● DOCUMENT SEGMENT:
-=-=-=-=-

Canadian, OK (PRWEB) September 07, 2012
At one time, the Midwest was primarily known for its problem with methamphetamine. While there’s still a serious problem with this highly addictive substance, Oklahoma joins the rest of the US and much of the world in experiencing fast growth in the abuse of prescription drugs. And in Oklahoma and elsewhere, this growth in prescription drug abuse is killing people.
According to the Oklahoma Bureau of Narcotics (OBN), drug-related deaths overall have risen 126% since 2001. Now, prescription drugs are involved in nearly eight out of ten of those deaths.
As well as targeting physicians who indiscriminately prescribe these drugs, the OBN has recently made it easier for families to get rid of drugs that might fall into the hands of teens or young adults who might want to abuse them.

-=-=-=-=-

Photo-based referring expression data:
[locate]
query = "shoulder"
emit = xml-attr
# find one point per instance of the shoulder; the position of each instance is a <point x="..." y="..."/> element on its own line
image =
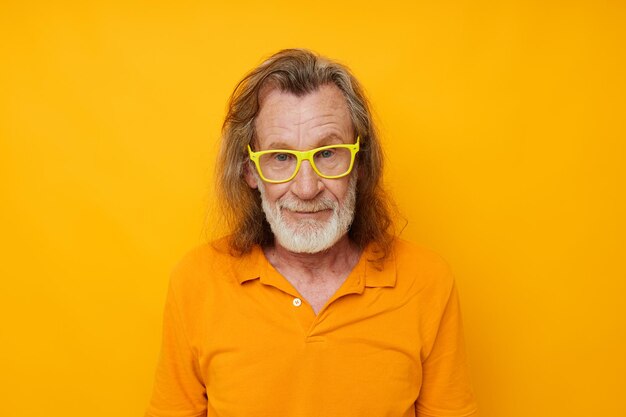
<point x="421" y="269"/>
<point x="207" y="265"/>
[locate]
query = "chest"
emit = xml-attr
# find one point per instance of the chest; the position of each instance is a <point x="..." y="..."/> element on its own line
<point x="317" y="294"/>
<point x="353" y="358"/>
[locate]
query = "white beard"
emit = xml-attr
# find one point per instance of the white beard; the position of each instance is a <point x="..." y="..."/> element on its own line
<point x="308" y="235"/>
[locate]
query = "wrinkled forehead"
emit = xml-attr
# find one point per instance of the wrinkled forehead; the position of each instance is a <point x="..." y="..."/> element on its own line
<point x="287" y="116"/>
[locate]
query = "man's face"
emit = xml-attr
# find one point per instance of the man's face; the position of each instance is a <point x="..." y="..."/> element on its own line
<point x="309" y="213"/>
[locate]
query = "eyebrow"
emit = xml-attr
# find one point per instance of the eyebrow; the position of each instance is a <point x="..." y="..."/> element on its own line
<point x="331" y="139"/>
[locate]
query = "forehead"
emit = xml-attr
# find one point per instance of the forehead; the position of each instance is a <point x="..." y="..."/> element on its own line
<point x="301" y="121"/>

-=-=-=-=-

● ASSIGNED TASK 1: Could you retype the passage of the Oklahoma drug abuse article above, starting at "Canadian, OK (PRWEB)" and ending at "is killing people."?
● ASSIGNED TASK 2:
Answer these questions from the Oklahoma drug abuse article:
(a) What substance was the Midwest once primarily known for having a problem with?
(b) By what percentage have drug-related deaths overall risen since 2001, according to the Oklahoma Bureau of Narcotics?
(c) Besides targeting physicians who indiscriminately prescribe these drugs, what has the OBN recently made easier for families?
● ASSIGNED TASK 3: How would the Oklahoma drug abuse article go on? Continue it from where it stops.

● WRITTEN RESPONSE 1:
Canadian, OK (PRWEB) September 07, 2012
At one time, the Midwest was primarily known for its problem with methamphetamine. While there’s still a serious problem with this highly addictive substance, Oklahoma joins the rest of the US and much of the world in experiencing fast growth in the abuse of prescription drugs. And in Oklahoma and elsewhere, this growth in prescription drug abuse is killing people.

● WRITTEN RESPONSE 2:
(a) Methamphetamine.
(b) 126%.
(c) Getting rid of drugs that might fall into the hands of teens or young adults who might want to abuse them.

● WRITTEN RESPONSE 3:
Leftover prescriptions sitting in medicine cabinets is a primary way that young people get the first drugs they abuse. In May 2012, the OBN announced the placement of 122 drug disposal boxes around the state where unwanted drugs can be disposed of. These white boxes, resembling post office drop boxes, are located in sheriff’s offices and police departments. For example, there are five in Tulsa, two in Muskogee, one in Durant and one in McAlester. The complete list can be found at: http://www.ok.gov/obndd/documents/TakeBackBoxes.pdf.
The purpose of these boxes is to take drugs that might addict or even kill someone out of circulation. Unwanted drugs can be dropped off at any of these locations (no liquids, inhalers or syringes).
Corporations And Rehabilitation Programs Provide Other Fronts Of Attack
While it’s important to take drugs off the street through law enforcement actions, it’s equally important to reduce the demand for the drugs. This is accomplished by helping addicted people lose the compulsion to abuse these drugs and by teaching youth the problems that result from abusing drugs and alcohol.
“At Narconon Arrowhead, we are dedicated to reducing the demand for drugs like these that are killing our people right at home,” said Derry Hallmark, Director of Admissions at the large rehab facility in Canadian. “In our years in Oklahoma, we have helped more than ten thousand people lose their desire for drugs. Every time we send home a person who has recovered from addiction, we know we have reduced the customers for drug dealers and traffickers.”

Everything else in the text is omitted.